## Short exercise a:
Can you return these lines of the listing below unchanged, beginning at the line that contains "unit shown above." and stopping after the line that contains "x=71, y=150", with both of those lines included?

## Selected extract:

We obtain \begin{align*} \color{blue}{\sum_{k=0}^n}&\color{blue}{\binom{n}{k}(x+n-k)^n(-1)^k}\\ &=\sum_{k=0}^n\binom{n}{k}(x+k)^n(-1)^{n-k}\tag{1}\\ &=\sum_{k=0}^n\binom{n}{k}n![z^n]e^{(x+k)z}(-1)^{n-k}\tag{2}\\ &=n![z^n]e^{xz}\sum_{k=0}^n\binom{n}{k}\left(e^z\right)^k(-1)^{n-k}\tag{3}\\ &=n![z^n]e^{xz}\left(e^z-1\right)^n\tag{4}\\ &=n![z^n]e^{xz}\left(z+\frac{z^2}{2!}+\cdots\right)^n\tag{5}\\ &\color{blue}{=n!} \end{align*} and the claim follows.

Comment:

  • In (1) we change the order of summation by setting $k \rightarrow n-k$ and use the binomial identity $\binom{p}{q}=\binom{p}{p-q}$.

  • In (2) we apply the coefficient of operator.

  • In (3) we use the linearity of the coefficient of operator and do some rearrangements in order to apply the binomial theorem.

## Short exercise b:
In the binomial-sum derivation, what is the purpose of the rearrangements made in step (3), and what property is used there?

## Recorded information:

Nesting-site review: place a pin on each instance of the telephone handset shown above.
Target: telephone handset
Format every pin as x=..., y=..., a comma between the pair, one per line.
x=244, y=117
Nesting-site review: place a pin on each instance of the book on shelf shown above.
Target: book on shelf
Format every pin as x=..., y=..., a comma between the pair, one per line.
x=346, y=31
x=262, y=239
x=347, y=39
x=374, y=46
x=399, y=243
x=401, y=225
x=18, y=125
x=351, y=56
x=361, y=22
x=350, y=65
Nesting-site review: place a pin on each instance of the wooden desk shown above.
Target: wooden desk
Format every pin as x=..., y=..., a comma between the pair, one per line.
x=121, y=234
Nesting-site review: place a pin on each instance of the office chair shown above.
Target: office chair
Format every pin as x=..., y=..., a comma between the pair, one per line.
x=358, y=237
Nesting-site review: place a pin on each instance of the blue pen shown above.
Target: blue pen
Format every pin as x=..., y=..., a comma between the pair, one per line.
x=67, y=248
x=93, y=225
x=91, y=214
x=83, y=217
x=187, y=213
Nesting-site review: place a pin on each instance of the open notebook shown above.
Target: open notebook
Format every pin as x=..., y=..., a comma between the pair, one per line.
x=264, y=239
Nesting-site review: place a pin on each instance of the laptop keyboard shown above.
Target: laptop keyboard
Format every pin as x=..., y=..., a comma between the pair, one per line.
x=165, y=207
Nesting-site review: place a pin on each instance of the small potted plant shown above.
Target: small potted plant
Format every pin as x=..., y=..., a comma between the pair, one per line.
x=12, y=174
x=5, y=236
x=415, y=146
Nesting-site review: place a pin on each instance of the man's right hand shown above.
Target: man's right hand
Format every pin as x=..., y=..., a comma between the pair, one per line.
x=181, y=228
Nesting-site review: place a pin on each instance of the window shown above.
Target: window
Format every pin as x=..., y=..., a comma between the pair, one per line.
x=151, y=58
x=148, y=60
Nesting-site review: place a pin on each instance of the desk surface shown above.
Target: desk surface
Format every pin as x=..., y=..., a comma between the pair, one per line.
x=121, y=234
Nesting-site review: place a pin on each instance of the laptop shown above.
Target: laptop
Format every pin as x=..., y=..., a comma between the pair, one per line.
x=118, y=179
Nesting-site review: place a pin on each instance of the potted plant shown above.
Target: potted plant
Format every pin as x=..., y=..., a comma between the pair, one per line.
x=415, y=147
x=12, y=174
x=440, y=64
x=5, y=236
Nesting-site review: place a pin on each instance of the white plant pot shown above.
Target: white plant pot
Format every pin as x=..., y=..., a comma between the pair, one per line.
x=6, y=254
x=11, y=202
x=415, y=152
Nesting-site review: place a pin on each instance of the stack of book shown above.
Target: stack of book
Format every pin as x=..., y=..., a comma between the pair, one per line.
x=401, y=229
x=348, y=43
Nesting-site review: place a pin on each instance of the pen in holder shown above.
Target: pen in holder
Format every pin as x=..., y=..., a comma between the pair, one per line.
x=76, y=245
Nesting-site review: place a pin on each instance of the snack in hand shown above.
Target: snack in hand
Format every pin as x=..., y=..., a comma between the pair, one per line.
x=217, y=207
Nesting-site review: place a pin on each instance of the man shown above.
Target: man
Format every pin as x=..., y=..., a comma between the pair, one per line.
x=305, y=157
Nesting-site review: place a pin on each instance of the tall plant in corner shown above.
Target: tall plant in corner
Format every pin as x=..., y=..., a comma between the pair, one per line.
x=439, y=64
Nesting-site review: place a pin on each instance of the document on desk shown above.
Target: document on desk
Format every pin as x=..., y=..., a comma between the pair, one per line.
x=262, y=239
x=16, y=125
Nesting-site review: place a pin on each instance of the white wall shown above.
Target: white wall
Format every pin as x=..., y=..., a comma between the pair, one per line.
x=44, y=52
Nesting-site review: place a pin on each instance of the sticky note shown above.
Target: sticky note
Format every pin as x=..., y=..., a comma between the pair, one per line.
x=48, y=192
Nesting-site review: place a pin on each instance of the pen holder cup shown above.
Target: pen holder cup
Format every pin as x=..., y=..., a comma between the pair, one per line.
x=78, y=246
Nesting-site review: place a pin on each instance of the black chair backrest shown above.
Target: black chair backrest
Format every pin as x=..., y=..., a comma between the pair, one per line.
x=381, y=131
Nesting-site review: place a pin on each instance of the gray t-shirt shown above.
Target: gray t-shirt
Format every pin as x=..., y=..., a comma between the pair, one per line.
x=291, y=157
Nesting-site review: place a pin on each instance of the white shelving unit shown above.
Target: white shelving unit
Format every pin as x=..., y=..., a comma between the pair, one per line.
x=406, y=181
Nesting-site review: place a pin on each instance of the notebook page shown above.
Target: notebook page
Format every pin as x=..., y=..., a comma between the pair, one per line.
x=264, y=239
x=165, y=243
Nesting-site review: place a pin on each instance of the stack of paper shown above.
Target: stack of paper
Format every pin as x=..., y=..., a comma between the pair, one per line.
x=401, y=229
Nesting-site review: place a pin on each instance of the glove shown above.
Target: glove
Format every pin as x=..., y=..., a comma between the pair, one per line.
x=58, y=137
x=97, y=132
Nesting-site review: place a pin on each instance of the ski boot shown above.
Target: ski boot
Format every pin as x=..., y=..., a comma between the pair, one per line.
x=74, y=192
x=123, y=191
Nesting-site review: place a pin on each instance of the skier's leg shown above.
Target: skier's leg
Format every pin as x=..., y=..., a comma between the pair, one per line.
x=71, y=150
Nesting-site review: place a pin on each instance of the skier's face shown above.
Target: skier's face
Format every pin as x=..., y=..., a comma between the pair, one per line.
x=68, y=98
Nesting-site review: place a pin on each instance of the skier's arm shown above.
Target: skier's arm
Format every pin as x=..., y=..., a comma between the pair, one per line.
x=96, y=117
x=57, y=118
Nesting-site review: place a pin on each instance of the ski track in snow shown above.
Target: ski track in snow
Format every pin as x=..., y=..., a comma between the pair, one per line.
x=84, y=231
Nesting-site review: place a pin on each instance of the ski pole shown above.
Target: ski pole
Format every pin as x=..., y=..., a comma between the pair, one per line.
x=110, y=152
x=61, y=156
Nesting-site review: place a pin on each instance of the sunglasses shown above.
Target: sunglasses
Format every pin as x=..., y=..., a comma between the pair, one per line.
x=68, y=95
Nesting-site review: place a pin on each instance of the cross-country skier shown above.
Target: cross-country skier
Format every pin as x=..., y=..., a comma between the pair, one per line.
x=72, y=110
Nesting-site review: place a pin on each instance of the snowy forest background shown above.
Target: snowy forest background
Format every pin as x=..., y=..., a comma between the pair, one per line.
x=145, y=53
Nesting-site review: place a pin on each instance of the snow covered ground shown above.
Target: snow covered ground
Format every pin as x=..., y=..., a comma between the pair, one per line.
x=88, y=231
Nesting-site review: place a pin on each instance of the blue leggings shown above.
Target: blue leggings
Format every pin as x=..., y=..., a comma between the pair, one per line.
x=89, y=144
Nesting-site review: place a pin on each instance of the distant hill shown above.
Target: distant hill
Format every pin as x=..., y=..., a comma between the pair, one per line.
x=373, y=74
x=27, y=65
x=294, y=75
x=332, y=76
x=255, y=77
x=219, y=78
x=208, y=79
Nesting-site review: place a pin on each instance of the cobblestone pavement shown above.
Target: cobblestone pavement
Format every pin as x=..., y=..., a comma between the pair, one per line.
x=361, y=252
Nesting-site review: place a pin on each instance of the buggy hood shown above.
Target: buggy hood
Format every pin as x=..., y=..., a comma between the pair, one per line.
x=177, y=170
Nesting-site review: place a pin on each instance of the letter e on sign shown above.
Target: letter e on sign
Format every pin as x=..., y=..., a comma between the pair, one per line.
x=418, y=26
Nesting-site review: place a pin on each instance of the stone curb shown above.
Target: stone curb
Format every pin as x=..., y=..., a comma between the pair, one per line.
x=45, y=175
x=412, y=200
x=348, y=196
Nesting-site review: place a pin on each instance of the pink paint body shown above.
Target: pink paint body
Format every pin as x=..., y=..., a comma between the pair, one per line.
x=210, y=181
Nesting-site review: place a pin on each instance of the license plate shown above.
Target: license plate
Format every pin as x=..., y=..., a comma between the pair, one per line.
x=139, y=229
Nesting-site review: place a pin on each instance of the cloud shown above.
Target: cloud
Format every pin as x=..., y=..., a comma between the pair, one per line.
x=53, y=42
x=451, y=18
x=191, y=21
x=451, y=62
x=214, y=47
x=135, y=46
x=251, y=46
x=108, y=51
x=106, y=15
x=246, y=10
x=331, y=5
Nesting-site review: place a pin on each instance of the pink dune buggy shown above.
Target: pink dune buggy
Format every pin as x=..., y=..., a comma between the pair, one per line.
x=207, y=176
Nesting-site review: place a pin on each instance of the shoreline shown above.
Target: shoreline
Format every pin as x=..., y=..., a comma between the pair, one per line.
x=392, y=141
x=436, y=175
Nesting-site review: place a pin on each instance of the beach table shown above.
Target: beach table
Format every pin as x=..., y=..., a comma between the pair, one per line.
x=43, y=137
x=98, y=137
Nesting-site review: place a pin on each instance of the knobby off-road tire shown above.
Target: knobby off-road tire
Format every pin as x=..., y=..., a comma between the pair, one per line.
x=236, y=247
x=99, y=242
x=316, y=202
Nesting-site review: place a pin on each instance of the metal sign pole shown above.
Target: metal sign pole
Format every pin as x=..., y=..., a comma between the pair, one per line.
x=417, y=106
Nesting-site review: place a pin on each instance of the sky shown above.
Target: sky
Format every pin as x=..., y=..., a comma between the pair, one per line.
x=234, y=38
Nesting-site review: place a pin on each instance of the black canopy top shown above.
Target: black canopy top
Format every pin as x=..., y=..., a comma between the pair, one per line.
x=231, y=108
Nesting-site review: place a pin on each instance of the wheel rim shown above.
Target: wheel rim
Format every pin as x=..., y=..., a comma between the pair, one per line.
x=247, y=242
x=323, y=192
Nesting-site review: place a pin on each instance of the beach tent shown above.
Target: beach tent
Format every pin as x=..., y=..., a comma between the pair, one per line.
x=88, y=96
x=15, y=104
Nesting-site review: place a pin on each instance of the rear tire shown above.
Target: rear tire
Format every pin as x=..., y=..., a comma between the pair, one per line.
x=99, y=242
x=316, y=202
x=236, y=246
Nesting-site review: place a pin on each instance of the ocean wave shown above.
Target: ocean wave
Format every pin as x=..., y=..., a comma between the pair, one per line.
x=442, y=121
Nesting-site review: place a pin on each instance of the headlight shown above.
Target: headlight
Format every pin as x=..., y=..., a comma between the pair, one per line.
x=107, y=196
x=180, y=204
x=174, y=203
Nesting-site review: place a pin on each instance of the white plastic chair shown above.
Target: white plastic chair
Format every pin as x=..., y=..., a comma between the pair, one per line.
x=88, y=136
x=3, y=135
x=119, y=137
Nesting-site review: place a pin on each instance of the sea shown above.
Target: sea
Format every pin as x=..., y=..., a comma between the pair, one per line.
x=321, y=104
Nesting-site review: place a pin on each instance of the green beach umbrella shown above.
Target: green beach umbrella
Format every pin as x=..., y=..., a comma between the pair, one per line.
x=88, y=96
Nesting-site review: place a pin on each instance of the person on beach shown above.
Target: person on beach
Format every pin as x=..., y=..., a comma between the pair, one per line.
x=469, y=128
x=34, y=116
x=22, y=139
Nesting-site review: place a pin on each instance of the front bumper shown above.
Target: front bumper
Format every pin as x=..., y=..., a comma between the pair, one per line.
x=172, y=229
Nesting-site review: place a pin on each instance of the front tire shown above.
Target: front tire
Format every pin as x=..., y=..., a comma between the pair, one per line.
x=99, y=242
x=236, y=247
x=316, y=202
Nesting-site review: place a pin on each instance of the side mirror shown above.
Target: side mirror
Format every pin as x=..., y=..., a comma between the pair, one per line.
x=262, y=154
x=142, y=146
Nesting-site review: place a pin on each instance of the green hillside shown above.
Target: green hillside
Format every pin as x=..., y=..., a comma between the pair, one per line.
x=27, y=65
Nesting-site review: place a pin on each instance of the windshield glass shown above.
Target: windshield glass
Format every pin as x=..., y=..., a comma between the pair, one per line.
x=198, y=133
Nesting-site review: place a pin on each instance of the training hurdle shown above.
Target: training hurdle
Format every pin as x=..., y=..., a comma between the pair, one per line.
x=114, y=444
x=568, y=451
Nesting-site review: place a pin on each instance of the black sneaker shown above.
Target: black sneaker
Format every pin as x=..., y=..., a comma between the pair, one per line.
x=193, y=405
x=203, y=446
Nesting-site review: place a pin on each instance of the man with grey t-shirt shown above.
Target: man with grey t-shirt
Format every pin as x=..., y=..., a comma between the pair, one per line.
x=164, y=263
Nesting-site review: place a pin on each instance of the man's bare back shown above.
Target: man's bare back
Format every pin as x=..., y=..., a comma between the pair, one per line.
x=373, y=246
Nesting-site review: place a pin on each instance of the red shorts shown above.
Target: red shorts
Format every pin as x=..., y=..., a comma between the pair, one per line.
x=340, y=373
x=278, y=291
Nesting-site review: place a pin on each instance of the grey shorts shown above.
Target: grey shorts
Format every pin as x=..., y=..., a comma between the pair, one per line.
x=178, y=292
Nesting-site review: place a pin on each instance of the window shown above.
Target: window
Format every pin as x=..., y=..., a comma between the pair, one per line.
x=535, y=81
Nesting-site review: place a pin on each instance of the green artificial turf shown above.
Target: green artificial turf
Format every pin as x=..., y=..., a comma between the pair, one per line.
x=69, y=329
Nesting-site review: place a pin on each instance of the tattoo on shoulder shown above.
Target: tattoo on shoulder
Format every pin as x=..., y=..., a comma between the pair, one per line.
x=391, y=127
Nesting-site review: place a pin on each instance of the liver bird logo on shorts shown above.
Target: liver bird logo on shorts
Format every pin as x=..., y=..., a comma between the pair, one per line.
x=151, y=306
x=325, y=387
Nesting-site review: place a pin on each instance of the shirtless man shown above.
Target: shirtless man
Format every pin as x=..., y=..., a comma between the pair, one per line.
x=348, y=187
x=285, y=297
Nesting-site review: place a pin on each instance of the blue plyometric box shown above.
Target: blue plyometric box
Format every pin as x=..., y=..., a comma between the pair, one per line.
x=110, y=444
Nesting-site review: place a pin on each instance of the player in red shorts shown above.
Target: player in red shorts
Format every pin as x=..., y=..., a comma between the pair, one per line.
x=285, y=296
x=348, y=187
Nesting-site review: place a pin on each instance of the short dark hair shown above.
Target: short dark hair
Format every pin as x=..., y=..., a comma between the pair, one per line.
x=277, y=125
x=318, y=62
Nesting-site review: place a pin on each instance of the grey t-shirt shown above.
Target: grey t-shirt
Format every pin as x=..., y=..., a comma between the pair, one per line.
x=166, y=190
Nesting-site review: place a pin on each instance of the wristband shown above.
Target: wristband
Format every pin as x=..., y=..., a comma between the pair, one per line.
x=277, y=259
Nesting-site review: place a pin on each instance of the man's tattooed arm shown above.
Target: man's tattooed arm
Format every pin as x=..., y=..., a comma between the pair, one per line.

## Full solution a:
Nesting-site review: place a pin on each instance of the white shelving unit shown above.
Target: white shelving unit
Format every pin as x=..., y=..., a comma between the pair, one per line.
x=406, y=181
Nesting-site review: place a pin on each instance of the notebook page shown above.
Target: notebook page
Format every pin as x=..., y=..., a comma between the pair, one per line.
x=264, y=239
x=165, y=243
Nesting-site review: place a pin on each instance of the stack of paper shown above.
Target: stack of paper
Format every pin as x=..., y=..., a comma between the pair, one per line.
x=401, y=229
Nesting-site review: place a pin on each instance of the glove shown above.
Target: glove
Format every pin as x=..., y=..., a comma between the pair, one per line.
x=58, y=137
x=97, y=132
Nesting-site review: place a pin on each instance of the ski boot shown above.
Target: ski boot
Format every pin as x=..., y=..., a comma between the pair, one per line.
x=74, y=192
x=123, y=191
Nesting-site review: place a pin on each instance of the skier's leg shown above.
Target: skier's leg
Format every pin as x=..., y=..., a comma between the pair, one per line.
x=71, y=150

## Full solution b:
The rearrangements in step (3) are made in order to apply the binomial theorem. The step also uses the linearity of the coefficient of operator.